A QA-native MCP server and skills library: analyze a repo, map risks to tests and evidence, plan and scaffold tests, strengthen weak suites, and review diffs before merge with senior-QA discipline.

[!IMPORTANT] sumo-qa is an advisor, not an oracle. Like any AI tool it can be wrong. Your judgment and your team's standards are the final word.

🚀 New here? 5-minute demo →

One install line, then the QA loop on your own repo: map it, then review a change for a merge verdict or audit the whole repo for a strategy.

Why it exists

AI writes more of your code every month, and it's confident about all of it: "done", "looks good", "safe to merge". But confidence isn't evidence. It will call a change safe off CI that ran an hour ago, write tests that pass by restating the code they're meant to check, and declare work finished without running anything. You can't tell what was actually verified from what merely sounds verified, and you're still the one who has to answer for what shipped.

sumo-qa exists to make AI-written code something you can stand behind. It holds any agent, in any host and on any stack, to a senior QA's discipline on its own work, and makes it show the evidence: risks tied to specific files and lines, each mapped to a test that ran this turn, and a safe-to-merge verdict you could hand a reviewer instead of "the model said it was fine". The same standard every time, not each model's own idea of "tested".

Ask a stock assistant to QA a change and you get the junior answer: "add unit tests, consider edge cases, maybe test performance." sumo-qa makes it work like the senior who has to sign off on what ships:

  • Reads the repo first (what it does, which tests cover which code), then names risks tied to specific files and lines, not vague categories
  • Picks a real design technique per risk from an ISTQB-grounded catalogue, instead of generating tests by vibe
  • Runs your suite fresh in the current turn before any "safe to merge" claim, and refuses "CI was green earlier"
  • Holds TDD's red phase before any production code, and keeps production code locked while it strengthens tests against mutation survivors
  • Won't ship a plan or a verdict without measurable, checkable criteria, and will say "no tests needed here" when that's the honest call

The discipline lives in a library of skill files, each followed literally; every one has an Iron Law and a HARD-GATE callout the LLM can't talk past. Skills route automatically from natural-language prompts; you don't need to remember to invoke them.

Install

pip install sumo-qa && sumo-qa-install

Then restart your host or open a fresh chat. sumo-qa-install configures every MCP host it detects. Windows, single-host targeting, the one-command install.sh / install.ps1 wrappers, plugin installs, and updating are all in docs/INSTALL.md.

Verify

sumo-qa-doctor

Green means you're wired. The checks are read-only, and each failure prints the exact Fix: to run. Then ask any host "load the QA classifications"; the canonical names back confirm it end to end. (Troubleshooting →)

Host support

Every host calls the same MCP server and reads the same SKILL.md files. What differs is how each host exposes them. That's a host-API difference, not a sumo-qa choice.

Task requirements: Extend the sumo-qa excerpt above, picking up right after its final sentence on host support.

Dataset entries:

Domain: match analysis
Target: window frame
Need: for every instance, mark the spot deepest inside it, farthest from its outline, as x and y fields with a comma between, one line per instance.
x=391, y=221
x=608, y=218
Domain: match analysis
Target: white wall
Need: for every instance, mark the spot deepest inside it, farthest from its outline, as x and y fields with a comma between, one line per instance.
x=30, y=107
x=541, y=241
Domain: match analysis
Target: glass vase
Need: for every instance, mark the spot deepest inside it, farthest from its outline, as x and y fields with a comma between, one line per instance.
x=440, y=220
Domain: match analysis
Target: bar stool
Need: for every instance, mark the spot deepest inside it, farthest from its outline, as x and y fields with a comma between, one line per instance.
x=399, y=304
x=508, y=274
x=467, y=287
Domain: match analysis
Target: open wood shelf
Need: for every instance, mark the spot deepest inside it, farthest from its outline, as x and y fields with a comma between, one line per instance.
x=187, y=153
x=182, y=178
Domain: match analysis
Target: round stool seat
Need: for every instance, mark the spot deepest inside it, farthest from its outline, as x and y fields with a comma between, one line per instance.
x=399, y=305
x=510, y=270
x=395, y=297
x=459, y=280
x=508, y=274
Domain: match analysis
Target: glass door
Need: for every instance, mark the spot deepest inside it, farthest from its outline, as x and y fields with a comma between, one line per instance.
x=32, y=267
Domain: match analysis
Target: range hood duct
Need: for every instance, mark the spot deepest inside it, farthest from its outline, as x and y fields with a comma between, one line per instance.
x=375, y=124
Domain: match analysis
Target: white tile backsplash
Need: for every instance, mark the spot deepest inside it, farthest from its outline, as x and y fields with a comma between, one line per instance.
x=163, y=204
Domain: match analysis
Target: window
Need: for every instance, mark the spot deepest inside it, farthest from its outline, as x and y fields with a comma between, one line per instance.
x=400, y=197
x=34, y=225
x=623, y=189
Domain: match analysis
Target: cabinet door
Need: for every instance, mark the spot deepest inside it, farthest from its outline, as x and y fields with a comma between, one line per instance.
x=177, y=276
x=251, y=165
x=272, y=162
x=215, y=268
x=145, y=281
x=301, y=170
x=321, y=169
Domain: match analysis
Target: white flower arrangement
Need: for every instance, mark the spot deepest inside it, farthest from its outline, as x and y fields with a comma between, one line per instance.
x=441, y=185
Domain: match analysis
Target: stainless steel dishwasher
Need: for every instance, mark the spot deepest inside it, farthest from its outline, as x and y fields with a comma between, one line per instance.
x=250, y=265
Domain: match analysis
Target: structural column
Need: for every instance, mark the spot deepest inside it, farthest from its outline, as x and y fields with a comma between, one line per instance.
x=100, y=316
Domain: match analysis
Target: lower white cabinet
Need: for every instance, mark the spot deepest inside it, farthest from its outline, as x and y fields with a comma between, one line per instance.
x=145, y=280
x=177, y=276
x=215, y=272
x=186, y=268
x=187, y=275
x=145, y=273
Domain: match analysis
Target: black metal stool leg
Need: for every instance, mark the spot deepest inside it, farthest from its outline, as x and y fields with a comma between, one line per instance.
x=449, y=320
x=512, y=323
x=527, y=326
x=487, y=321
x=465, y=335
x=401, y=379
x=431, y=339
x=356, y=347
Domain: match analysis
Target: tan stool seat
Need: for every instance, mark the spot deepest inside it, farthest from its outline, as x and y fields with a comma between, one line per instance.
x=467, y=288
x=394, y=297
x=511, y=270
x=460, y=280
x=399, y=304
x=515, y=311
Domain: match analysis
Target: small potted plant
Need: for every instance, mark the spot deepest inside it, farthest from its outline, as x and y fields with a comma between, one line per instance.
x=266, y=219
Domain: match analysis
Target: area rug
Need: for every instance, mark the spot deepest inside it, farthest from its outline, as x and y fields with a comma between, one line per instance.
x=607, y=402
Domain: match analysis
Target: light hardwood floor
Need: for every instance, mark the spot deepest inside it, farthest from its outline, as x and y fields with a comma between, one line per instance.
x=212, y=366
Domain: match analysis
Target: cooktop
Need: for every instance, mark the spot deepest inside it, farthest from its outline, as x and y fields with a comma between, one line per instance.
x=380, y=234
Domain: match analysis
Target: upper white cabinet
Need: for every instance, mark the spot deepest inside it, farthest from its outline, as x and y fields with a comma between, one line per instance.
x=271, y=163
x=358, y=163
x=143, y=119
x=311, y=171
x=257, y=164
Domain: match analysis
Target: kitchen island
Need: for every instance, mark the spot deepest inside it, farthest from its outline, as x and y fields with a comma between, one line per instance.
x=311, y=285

Answer area:
sumo-qa-install sets these hosts up. It wires Claude Code and VS Code directly; for the JetBrains hosts it prints the exact config for you to paste:

Host Slash Setup
Claude Code /sumo-qa-deciding-approach (hyphens) sumo-qa-install --claude-code
VS Code + Copilot (Agent mode, Claude Sonnet 4.5 or equivalent) Natural language sumo-qa-install --vscode --workspace <repo> writes .vscode/mcp.json
JetBrains AI Assistant /sumo_qa_deciding_approach (underscores) One-time UI setup; sumo-qa-install --jetbrains prints the fields to paste
JetBrains Junie Natural language Create ~/.junie/mcp/sumo-qa.json (global) or <repo>/.junie/mcp/ (per project) with the command path sumo-qa-install --jetbrains prints (details)

In Claude Code, type / then sumo-qa- to see the skills as hyphenated entries (symlinked into ~/.claude/skills/). The same skills are also registered through MCP with underscores (/sumo_qa_load_classifications, /sumo_qa_find_test_data); both routes call the same SKILL.md.

Natural language works everywhere: "Review my changes", "plan QA for this story", "load the QA classifications" all route by tool description. Slash and natural-language paths produce the same result.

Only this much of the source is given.